Data entries:

────────────────────────────────────────

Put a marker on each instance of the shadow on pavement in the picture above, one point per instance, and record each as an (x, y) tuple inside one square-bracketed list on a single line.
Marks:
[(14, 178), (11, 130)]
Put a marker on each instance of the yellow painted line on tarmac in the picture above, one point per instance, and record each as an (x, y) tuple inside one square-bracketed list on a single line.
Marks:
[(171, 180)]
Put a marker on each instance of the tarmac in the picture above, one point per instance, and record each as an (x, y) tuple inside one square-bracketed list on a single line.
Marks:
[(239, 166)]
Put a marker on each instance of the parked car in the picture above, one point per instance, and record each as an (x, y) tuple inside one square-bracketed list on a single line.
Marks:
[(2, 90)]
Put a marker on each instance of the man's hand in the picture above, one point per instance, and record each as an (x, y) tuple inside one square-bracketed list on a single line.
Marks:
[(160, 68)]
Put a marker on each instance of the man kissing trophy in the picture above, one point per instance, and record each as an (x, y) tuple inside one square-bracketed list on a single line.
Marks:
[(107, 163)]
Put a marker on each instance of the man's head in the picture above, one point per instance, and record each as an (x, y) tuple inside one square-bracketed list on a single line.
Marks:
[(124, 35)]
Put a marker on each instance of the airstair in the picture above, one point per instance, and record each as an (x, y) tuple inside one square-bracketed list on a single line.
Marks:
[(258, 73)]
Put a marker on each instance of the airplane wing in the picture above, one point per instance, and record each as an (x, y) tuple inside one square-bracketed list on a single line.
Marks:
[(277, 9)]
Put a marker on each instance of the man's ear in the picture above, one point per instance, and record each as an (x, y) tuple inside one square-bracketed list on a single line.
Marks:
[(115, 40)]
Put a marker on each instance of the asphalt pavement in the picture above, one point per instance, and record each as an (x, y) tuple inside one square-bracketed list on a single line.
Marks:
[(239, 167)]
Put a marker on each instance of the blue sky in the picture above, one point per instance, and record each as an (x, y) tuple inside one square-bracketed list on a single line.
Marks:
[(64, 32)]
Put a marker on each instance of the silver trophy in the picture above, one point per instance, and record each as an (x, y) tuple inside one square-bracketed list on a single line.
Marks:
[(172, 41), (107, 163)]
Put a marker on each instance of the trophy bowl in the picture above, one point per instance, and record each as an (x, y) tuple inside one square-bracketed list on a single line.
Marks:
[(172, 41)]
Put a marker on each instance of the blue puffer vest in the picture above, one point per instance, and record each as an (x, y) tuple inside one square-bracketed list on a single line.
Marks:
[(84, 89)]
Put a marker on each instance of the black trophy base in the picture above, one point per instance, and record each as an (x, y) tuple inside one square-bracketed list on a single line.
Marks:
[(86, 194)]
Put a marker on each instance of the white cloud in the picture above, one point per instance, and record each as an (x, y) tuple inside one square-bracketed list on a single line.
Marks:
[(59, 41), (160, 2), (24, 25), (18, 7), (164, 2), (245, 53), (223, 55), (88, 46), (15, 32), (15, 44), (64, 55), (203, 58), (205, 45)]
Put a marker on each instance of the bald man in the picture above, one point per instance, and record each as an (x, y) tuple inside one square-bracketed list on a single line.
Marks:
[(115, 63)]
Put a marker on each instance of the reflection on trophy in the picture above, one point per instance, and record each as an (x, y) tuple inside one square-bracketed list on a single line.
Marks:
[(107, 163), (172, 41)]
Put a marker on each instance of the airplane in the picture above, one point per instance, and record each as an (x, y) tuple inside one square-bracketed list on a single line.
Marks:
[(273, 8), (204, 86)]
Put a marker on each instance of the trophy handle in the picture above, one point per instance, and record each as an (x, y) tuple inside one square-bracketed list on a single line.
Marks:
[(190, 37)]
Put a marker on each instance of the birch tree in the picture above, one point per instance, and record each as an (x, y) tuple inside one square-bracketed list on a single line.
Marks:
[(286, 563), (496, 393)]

────────────────────────────────────────

Given instruction:
Return each line of the data exactly as written above.

Finished exercise:
Put a marker on each instance of the shadow on pavement in the picture above, one point per instance, and record each as an (x, y) tuple inside one square-bracketed list on a single line.
Marks:
[(14, 178), (11, 130)]
Put a marker on each instance of the yellow painted line on tarmac in the picture above, one point per instance, and record each as an (x, y) tuple inside one square-bracketed list on a single line.
Marks:
[(171, 180)]
Put a marker on each instance of the tarmac in the picture above, one point per instance, and record each as an (x, y) tuple inside one square-bracketed list on a single line.
Marks:
[(239, 166)]
Put a marker on each instance of the parked car in the picture above, one point per instance, and record each as an (x, y) tuple inside one square-bracketed list on a single line.
Marks:
[(2, 90)]
Put a marker on each instance of the man's hand in the picture above, one point per instance, and record each as an (x, y) tuple inside one square-bracketed list on a single line.
Marks:
[(160, 68)]
Put a marker on each instance of the man kissing trophy in the picture above, one point per instance, and record each as an (x, y) tuple inside one square-bracketed list on a single line.
Marks:
[(107, 163)]
Put a marker on each instance of the man's head in the picture above, one point per instance, and record each as an (x, y) tuple inside one square-bracketed list on a single line.
Marks:
[(124, 35)]
Put a marker on each instance of the airstair in the picture above, one point per instance, and record each as an (x, y) tuple inside one square-bracketed list on a single line.
Marks:
[(258, 73)]
Put a marker on each instance of the airplane wing in the picture above, one point per instance, and record each as an (x, y) tuple inside one square-bracketed list on a single line.
Marks:
[(277, 9)]
Put a marker on each instance of the man's ear in the picture above, one point per instance, and record each as an (x, y) tuple inside one square-bracketed list on a single line.
Marks:
[(115, 40)]
Put a marker on each instance of the asphalt pavement in the picture above, one point per instance, and record each as an (x, y) tuple inside one square-bracketed list on a single line.
Marks:
[(239, 167)]
Put a marker on each instance of the blue sky in the picture above, one point per instance, and record each as an (x, y) tuple inside one square-bracketed list on a single line.
Marks:
[(64, 32)]
Put a marker on each instance of the silver trophy in the picture above, one point per instance, and record each as an (x, y) tuple inside one square-bracketed list on a single line.
Marks:
[(172, 41), (107, 163)]
Put a marker on each instance of the trophy bowl in the picture above, one point per instance, and record each as an (x, y) tuple inside one square-bracketed list on a single line.
Marks:
[(172, 41)]
Put a marker on each instance of the blue puffer vest in the picture above, one point per instance, and record each as an (x, y) tuple inside one square-bracketed list on a single line.
Marks:
[(84, 89)]
Put a marker on each instance of the black trophy base in the picture above, one point per instance, and record each as an (x, y) tuple inside one square-bracketed list on a single line.
Marks:
[(86, 194)]
Put a marker on each instance of the white cloud in the picture above, one point per instance, and record each as an (x, y) tuple inside one square-bracketed list on a single line.
Marks:
[(59, 41), (160, 2), (24, 25), (18, 7), (164, 2), (245, 53), (223, 55), (88, 46), (15, 32), (15, 44), (64, 55), (203, 58), (205, 45)]
Put a marker on each instance of the bald man in the picture above, one point per instance, and record each as an (x, y) tuple inside one square-bracketed list on a single line.
Marks:
[(115, 63)]
Put a marker on each instance of the reflection on trophy in the picture above, one point per instance, and record each as an (x, y) tuple inside one square-bracketed list on a single line.
Marks:
[(107, 163), (172, 41)]
Put a marker on each instance of the airplane in the picture above, one point per instance, and record each as an (x, y) tuple inside one square-bracketed list on a single line.
Marks:
[(273, 8), (204, 86)]
Put a marker on each instance of the trophy handle in the picture above, one point per instance, and record each as an (x, y) tuple inside one square-bracketed list on a single line.
Marks:
[(190, 37)]
Put a marker on each instance of the birch tree in the picture above, one point per instance, and record each as an (x, y) tuple inside one square-bracketed list on a single line.
Marks:
[(286, 563), (496, 393)]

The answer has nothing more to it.